Your objective ▸ Leaving nothing out, set down all the data exactly.

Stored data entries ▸
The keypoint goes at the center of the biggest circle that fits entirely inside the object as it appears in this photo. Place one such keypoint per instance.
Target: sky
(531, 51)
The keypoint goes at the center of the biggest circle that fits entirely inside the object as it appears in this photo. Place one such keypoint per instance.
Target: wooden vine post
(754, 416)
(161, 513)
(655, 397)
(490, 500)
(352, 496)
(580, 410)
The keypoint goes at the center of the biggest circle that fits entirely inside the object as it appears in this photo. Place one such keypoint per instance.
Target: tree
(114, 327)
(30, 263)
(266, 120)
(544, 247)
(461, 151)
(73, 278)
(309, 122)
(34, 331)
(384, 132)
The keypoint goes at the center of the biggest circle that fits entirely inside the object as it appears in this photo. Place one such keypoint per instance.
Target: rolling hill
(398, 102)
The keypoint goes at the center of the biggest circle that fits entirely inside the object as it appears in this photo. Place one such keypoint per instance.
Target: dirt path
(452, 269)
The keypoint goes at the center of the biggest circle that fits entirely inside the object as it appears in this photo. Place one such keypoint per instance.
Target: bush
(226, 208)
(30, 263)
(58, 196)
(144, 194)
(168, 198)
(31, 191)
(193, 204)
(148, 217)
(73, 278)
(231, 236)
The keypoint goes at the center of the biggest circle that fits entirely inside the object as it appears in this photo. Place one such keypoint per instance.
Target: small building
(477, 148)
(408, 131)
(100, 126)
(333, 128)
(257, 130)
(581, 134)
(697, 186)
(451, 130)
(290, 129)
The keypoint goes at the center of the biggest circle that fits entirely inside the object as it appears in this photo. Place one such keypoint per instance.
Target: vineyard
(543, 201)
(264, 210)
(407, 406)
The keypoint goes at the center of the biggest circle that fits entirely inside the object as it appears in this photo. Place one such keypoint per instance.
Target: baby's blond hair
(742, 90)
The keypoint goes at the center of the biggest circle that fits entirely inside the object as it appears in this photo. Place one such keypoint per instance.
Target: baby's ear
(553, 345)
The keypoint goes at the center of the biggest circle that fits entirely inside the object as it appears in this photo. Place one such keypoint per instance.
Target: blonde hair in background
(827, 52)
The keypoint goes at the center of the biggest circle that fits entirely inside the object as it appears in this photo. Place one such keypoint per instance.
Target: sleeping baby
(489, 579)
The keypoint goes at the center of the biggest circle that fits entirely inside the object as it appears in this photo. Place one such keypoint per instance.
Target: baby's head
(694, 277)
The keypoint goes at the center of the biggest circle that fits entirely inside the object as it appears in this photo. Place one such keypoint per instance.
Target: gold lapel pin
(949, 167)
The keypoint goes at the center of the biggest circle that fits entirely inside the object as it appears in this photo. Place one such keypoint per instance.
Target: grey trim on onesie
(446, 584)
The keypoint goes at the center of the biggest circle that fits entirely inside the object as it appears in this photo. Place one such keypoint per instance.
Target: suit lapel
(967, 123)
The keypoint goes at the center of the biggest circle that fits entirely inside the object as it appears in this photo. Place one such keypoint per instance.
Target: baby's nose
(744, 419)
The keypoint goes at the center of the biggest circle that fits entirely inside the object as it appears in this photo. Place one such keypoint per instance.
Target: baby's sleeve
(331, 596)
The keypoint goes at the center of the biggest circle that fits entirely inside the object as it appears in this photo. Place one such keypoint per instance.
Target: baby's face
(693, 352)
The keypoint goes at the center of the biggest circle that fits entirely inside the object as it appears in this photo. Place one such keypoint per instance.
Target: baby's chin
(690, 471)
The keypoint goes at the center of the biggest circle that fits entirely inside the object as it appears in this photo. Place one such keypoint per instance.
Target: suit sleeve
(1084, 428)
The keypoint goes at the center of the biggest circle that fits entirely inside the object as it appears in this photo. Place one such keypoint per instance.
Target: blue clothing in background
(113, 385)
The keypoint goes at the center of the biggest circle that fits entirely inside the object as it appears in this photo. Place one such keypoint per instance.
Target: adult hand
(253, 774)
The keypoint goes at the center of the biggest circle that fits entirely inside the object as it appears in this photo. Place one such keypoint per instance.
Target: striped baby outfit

Reply to the task ▸
The keypoint goes at the center of the biggest circle that fits entirely inside the object as it appears in this photo. Place one such keypoint per instance.
Target: sky
(531, 51)
The keypoint goes at the center of the biggest circle that fits entirely inside the object as it appears in this photo. Place one such keypoint per instance.
Target: wooden vine post
(754, 416)
(161, 513)
(655, 397)
(490, 500)
(352, 496)
(580, 410)
The keypoint goes at the center of the biggest circle that fits entirely inside the object as it appears in this photo. Place one such keypoint per instance.
Target: tree
(114, 327)
(30, 263)
(266, 120)
(544, 247)
(461, 151)
(73, 278)
(309, 122)
(34, 331)
(384, 132)
The keypoint goes at the center of the biggest circle that fits entirely inside the object as it appears in this photo. Place one such keypoint per instance.
Target: rolling hill
(398, 102)
The keypoint goes at the center of the biggest circle that fits entirely inside the object as it appears in this photo. Place one such keypoint per instance.
Target: dirt path
(452, 269)
The keypoint goes at the center of the biggest circle that fits entirely inside the object as it appears in this photo. Place one such keypoint per instance.
Target: bush
(226, 208)
(30, 263)
(58, 196)
(144, 194)
(168, 198)
(31, 191)
(193, 204)
(148, 217)
(73, 278)
(231, 236)
The keypoint goes at the center of the biggest circle that fits entirely inside the object as it appears in this photo. Place one such keypoint per instance.
Target: small building
(477, 148)
(408, 131)
(100, 126)
(333, 128)
(257, 130)
(581, 134)
(697, 186)
(451, 130)
(290, 129)
The keypoint goes at the center of the biggest circle that fits entirely inside the object as it appears in this photo. Place one such keypoint per instance.
Target: vineyard
(543, 201)
(264, 210)
(407, 406)
The keypoint goes at the center of the biggest circle that fits entirely inside the object as it appears in this photo. Place one such keypoint per instance.
Target: baby's blond hair
(742, 90)
The keypoint goes at the center of the biggest circle that fits entirely inside the object as it appears in this photo. Place one such keypoint per instance.
Target: baby's ear
(553, 345)
The keypoint goes at the center of the biggest circle that fits entirely inside the object as it appears in this photo. Place one such keypoint per instance.
Target: blonde hair in background
(827, 52)
The keypoint goes at the center of the biggest circle that fits entirely inside the object as it appears in this photo. Place one such keypoint per instance.
Target: sleeping baby
(489, 579)
The keypoint goes at the center of the biggest circle that fits entirely inside the object as it appears in this photo. Place one such keypoint per instance.
Target: baby's head
(694, 277)
The keypoint goes at the center of the biggest circle that fits entirely inside the object as it appears in this photo. Place one such keypoint per instance.
Target: gold lapel pin
(949, 167)
The keypoint goes at the center of the biggest circle that fits entirely inside the object as it appears in this photo. Place one such keypoint per instance.
Target: grey trim on onesie
(446, 584)
The keypoint goes at the center of the biggest circle that fits entirely inside the object as it appears in this photo. Place one such keypoint per instance.
Target: suit lapel
(967, 123)
The keypoint goes at the center of the biggest circle that fits entirely inside the object as it appears in this photo. Place one such keypoint per instance.
Target: baby's nose
(744, 419)
The keypoint goes at the center of the biggest circle that fits entirely inside the object as it appears in this photo. Place one such keypoint per instance.
Target: baby's sleeve
(331, 596)
The keypoint goes at the center of the biggest circle that fits entirely inside the object as it appears in this photo. Place one such keypoint per instance.
Target: baby's face
(693, 352)
The keypoint goes at the center of the biggest circle that fits entirely inside the object as it appears in this photo. Place one such keypoint per instance.
Target: baby's chin
(690, 471)
The keypoint goes at the center of the biggest circle that fits entirely inside the object as it appears in this photo. Place one such keypoint per instance.
Target: suit sleeve
(1084, 428)
The keypoint goes at the center of the biggest circle that fits entirely inside the object as it appears in this photo. Place one such keypoint per instance.
Target: blue clothing in background
(113, 385)
The keypoint goes at the center of the biggest circle that fits entirely inside the object as it appears in this photo. Place one such keypoint per instance.
Target: adult hand
(253, 774)
The keypoint goes at the center of the biggest circle that fits entirely inside the object as it appears in this photo. Place one such keypoint per instance.
Target: striped baby outfit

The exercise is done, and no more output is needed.